Spatial localization data:

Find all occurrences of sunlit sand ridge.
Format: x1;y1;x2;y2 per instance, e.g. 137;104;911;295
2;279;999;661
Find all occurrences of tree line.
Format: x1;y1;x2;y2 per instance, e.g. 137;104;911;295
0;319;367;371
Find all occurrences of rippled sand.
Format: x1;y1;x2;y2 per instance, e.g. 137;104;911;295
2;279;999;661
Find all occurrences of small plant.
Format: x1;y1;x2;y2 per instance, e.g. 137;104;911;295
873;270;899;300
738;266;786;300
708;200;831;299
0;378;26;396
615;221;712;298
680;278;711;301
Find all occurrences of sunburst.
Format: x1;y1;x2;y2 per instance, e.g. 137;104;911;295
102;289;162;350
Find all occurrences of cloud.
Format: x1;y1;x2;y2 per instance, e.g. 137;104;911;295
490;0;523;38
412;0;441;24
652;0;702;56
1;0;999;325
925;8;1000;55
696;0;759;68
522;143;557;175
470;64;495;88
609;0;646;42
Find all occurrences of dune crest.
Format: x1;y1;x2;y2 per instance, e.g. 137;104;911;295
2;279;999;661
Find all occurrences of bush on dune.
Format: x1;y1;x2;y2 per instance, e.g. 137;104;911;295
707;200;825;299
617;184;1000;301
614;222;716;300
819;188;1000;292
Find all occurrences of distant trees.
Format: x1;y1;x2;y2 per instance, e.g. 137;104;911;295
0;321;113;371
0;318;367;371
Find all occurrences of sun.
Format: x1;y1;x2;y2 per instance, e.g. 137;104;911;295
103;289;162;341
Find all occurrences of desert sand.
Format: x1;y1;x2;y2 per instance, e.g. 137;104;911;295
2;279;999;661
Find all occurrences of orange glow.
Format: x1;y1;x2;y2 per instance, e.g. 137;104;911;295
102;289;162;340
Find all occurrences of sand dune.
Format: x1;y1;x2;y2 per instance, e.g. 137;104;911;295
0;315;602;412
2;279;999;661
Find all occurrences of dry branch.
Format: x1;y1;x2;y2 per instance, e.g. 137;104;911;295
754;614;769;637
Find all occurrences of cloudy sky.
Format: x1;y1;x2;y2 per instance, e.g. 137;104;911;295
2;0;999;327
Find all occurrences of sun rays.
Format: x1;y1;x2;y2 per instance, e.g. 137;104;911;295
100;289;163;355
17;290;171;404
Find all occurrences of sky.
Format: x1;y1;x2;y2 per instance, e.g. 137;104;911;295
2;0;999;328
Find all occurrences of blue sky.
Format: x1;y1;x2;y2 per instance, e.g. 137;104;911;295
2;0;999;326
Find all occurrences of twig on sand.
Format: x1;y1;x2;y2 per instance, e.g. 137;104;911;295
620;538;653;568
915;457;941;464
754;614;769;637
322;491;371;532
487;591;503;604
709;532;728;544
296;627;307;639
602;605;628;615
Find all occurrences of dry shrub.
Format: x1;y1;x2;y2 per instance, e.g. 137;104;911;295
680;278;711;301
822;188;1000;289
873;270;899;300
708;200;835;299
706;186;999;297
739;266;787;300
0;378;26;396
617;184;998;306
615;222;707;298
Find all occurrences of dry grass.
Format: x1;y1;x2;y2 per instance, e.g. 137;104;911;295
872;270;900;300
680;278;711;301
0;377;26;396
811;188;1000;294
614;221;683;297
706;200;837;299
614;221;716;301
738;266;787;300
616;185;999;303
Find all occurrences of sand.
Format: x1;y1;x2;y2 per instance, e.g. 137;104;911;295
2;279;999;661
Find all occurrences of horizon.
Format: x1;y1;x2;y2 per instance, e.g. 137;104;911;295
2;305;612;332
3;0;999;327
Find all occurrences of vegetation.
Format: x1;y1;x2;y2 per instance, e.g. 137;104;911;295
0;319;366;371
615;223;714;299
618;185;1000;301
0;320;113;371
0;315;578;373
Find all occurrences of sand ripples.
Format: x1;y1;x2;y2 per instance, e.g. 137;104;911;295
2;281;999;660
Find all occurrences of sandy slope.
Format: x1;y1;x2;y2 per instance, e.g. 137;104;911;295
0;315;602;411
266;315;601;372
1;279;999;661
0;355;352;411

• EXERCISE AIM: If a line in the records above contains "dune", copy that line.

• ANSWER AREA:
Find all occurrences of dune crest.
Find all occurrences of bush on dune.
Find all occurrences of sand dune.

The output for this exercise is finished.